MATERIAL FOR THE TASK Start Marker
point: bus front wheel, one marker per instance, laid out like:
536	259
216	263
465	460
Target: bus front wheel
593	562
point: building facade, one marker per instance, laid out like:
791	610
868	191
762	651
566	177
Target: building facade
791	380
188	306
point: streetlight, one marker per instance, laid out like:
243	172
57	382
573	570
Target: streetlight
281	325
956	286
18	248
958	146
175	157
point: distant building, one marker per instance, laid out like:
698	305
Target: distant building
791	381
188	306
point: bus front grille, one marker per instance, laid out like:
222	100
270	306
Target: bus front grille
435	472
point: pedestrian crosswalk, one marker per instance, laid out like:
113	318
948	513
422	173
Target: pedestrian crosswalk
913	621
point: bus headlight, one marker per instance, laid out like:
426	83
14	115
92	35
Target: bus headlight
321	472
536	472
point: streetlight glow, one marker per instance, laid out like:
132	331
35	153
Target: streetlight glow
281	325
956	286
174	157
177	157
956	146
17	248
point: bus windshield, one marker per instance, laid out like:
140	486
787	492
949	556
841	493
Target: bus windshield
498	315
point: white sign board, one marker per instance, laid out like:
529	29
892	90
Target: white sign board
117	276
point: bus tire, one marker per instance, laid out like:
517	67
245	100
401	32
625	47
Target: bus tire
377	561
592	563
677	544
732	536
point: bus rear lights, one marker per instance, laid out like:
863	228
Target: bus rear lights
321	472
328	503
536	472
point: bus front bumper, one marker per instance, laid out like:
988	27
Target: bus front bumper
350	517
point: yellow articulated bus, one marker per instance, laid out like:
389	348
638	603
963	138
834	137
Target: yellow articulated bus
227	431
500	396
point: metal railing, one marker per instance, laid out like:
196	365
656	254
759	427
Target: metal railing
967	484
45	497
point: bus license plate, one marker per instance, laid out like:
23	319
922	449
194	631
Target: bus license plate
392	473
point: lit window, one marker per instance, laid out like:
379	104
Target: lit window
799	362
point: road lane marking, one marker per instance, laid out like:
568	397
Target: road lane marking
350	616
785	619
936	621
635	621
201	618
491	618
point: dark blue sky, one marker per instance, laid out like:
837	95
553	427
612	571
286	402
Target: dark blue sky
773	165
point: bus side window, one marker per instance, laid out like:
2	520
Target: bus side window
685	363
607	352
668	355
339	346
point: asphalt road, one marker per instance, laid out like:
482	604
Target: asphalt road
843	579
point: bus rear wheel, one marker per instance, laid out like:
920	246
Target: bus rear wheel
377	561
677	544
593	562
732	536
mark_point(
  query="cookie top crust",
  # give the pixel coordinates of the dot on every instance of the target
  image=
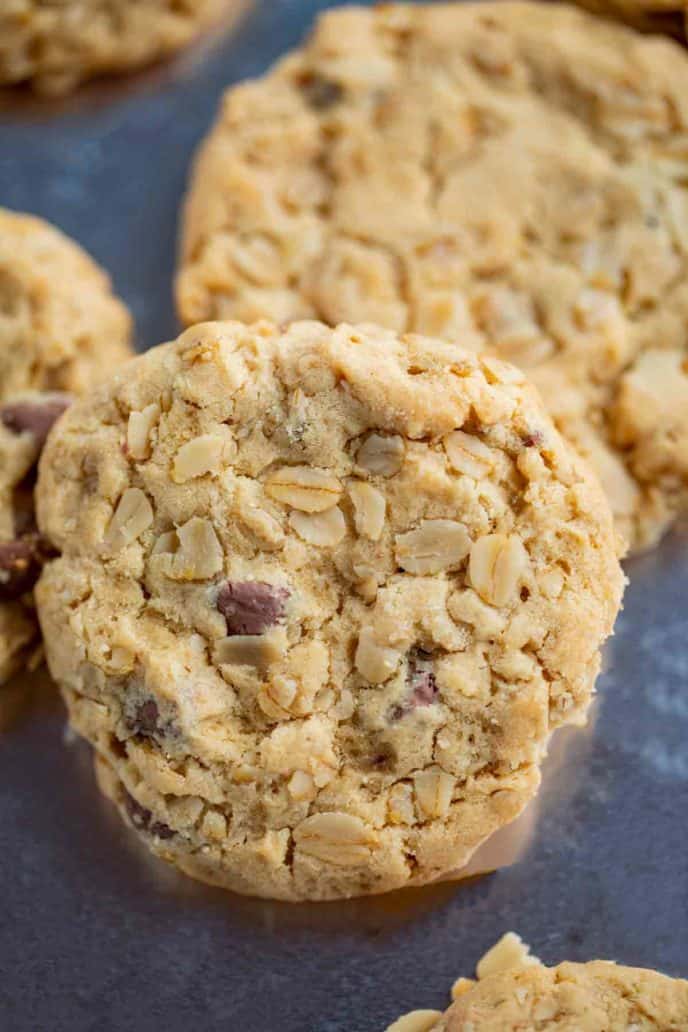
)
(515, 992)
(512, 171)
(322, 597)
(55, 46)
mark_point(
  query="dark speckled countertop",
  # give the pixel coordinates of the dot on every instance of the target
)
(95, 936)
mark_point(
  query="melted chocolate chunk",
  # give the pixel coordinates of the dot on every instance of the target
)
(321, 93)
(145, 719)
(251, 607)
(142, 818)
(421, 680)
(533, 440)
(33, 417)
(21, 561)
(422, 685)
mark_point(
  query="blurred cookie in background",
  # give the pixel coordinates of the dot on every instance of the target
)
(514, 992)
(61, 329)
(509, 173)
(668, 17)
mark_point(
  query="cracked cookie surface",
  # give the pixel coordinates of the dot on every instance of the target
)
(509, 170)
(61, 329)
(322, 597)
(516, 993)
(54, 46)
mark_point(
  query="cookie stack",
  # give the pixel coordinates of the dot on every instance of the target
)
(319, 579)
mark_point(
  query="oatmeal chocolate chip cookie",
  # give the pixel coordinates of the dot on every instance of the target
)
(61, 329)
(516, 993)
(650, 15)
(513, 170)
(54, 46)
(322, 597)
MATERIAL FOR THE TASK End Marker
**TASK BRIEF:**
Check each line of the data above for the string "chocolate", and copy the ones that have it.

**REPLY TO THE TASK:**
  query="melted chocolate chunk",
  query="oatmeal chocolate chip cookie",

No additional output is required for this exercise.